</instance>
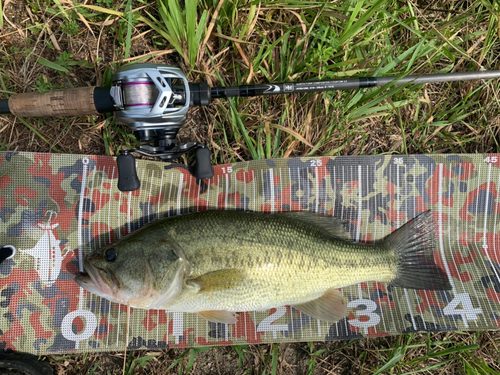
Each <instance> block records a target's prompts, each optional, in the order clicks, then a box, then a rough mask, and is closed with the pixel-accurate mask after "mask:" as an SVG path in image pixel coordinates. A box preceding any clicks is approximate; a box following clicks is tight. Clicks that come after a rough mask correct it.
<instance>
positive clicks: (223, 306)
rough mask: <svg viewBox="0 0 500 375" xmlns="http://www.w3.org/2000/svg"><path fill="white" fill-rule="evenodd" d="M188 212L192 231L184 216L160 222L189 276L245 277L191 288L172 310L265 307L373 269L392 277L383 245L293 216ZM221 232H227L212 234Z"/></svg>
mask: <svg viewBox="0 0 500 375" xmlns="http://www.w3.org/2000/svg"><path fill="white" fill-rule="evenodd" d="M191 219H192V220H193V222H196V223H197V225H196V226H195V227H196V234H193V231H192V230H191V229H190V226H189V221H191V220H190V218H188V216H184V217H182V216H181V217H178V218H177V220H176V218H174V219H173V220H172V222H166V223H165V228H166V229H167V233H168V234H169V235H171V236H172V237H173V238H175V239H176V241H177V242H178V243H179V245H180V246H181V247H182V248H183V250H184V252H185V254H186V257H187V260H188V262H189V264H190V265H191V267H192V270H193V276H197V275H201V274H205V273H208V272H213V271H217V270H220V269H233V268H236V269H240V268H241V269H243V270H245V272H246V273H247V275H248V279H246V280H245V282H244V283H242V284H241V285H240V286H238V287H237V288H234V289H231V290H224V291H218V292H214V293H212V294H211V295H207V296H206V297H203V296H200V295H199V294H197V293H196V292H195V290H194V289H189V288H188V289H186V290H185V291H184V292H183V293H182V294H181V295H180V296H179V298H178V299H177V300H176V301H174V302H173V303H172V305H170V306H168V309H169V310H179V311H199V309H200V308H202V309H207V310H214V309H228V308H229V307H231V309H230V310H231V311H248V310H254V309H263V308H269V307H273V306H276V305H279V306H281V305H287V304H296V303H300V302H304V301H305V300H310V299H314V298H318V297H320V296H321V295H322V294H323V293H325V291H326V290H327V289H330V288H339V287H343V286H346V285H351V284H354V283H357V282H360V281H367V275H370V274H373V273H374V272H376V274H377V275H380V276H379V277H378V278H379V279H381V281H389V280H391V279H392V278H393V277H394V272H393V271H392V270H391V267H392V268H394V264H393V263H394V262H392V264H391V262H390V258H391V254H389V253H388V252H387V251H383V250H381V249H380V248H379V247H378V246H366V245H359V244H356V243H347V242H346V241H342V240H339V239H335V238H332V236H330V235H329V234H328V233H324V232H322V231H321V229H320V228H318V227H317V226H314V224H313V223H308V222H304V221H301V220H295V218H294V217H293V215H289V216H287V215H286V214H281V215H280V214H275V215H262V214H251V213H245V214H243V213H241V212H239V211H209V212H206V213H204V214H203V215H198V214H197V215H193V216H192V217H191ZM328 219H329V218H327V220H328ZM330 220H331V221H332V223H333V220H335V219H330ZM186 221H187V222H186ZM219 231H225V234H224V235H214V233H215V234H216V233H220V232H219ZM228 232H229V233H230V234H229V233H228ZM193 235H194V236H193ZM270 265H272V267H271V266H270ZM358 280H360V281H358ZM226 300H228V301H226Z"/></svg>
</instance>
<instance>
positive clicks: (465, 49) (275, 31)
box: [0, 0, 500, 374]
---
Work instructions ::
Search the lines above for the string "positive", then show every one that has it.

Result of this exercise ::
positive clicks: (223, 306)
positive clicks: (465, 49) (275, 31)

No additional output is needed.